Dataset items
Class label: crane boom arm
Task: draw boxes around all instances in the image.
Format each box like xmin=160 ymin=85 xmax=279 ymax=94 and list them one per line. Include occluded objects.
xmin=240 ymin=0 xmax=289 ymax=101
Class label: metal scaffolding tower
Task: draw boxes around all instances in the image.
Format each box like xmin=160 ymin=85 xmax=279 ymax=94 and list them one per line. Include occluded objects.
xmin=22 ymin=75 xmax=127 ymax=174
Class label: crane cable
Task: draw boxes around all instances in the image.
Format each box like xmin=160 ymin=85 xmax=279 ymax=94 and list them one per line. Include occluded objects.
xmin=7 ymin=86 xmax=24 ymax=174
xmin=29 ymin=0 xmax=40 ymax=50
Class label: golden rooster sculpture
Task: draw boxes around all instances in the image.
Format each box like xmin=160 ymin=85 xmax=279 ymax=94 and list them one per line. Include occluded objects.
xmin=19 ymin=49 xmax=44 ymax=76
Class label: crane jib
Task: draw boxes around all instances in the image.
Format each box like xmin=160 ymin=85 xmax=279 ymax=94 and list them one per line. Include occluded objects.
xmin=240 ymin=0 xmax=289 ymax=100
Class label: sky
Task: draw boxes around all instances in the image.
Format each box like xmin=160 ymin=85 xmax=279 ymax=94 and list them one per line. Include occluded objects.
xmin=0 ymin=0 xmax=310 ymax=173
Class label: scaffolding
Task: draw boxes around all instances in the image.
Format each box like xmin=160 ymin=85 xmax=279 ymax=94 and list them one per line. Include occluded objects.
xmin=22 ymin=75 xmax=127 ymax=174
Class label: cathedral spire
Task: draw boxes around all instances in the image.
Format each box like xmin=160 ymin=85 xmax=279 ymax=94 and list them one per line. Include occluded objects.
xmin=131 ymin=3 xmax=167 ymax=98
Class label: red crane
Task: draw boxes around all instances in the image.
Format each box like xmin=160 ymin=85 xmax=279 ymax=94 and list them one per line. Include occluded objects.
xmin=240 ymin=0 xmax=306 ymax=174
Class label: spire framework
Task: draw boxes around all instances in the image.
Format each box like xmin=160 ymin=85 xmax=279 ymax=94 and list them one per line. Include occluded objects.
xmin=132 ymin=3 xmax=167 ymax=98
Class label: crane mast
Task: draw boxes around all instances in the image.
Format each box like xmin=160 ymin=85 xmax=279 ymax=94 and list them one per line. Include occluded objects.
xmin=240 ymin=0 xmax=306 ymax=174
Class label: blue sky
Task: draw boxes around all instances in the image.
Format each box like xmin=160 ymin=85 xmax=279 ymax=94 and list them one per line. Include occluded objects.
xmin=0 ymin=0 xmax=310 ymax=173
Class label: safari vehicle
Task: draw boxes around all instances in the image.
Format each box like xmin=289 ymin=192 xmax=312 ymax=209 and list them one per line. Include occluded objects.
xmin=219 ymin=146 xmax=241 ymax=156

PROBLEM TO WORK ON
Write out every line from the first one through the line with "xmin=131 ymin=3 xmax=167 ymax=98", including both, and increase each bounding box coordinate in the answers by 5.

RESULT
Class label: crane boom arm
Task: draw boxes around all instances in the image.
Format each box like xmin=160 ymin=85 xmax=279 ymax=94 and list them one per line. Include occluded objects.
xmin=245 ymin=5 xmax=294 ymax=106
Class label: metal scaffolding tower
Task: draw boxes around all instances in the image.
Format each box like xmin=160 ymin=85 xmax=279 ymax=94 and list them one per line. Include occluded objects.
xmin=27 ymin=80 xmax=132 ymax=179
Class label: crane cable
Task: draw boxes around all instances in the image.
Format each box like xmin=160 ymin=85 xmax=279 ymax=94 and list them one per line. Include occluded objects.
xmin=12 ymin=91 xmax=29 ymax=179
xmin=34 ymin=5 xmax=45 ymax=55
Class label: golden rooster sculpture
Task: draw boxes around all instances in the image.
Format each box like xmin=160 ymin=85 xmax=279 ymax=94 and list them one per line. Include occluded objects.
xmin=24 ymin=54 xmax=49 ymax=81
Class label: crane jib
Task: draw boxes around all instances in the image.
Format each box like xmin=160 ymin=85 xmax=279 ymax=94 and list them one per line. Include occluded objects.
xmin=245 ymin=5 xmax=294 ymax=105
Class label: sky
Task: draw boxes around all instances in the image.
Format each box like xmin=160 ymin=85 xmax=279 ymax=94 and list them one per line. Include occluded objects.
xmin=5 ymin=5 xmax=315 ymax=178
Class label: scaffolding
Task: draw boxes around all instances in the image.
Format each box like xmin=160 ymin=85 xmax=279 ymax=94 and list them one per line. Include occluded objects.
xmin=27 ymin=80 xmax=132 ymax=179
Class label: cathedral spire
Task: draw boxes around all instances in the image.
Format each box like xmin=160 ymin=85 xmax=279 ymax=94 and list them one per line. Include occluded objects.
xmin=136 ymin=8 xmax=172 ymax=103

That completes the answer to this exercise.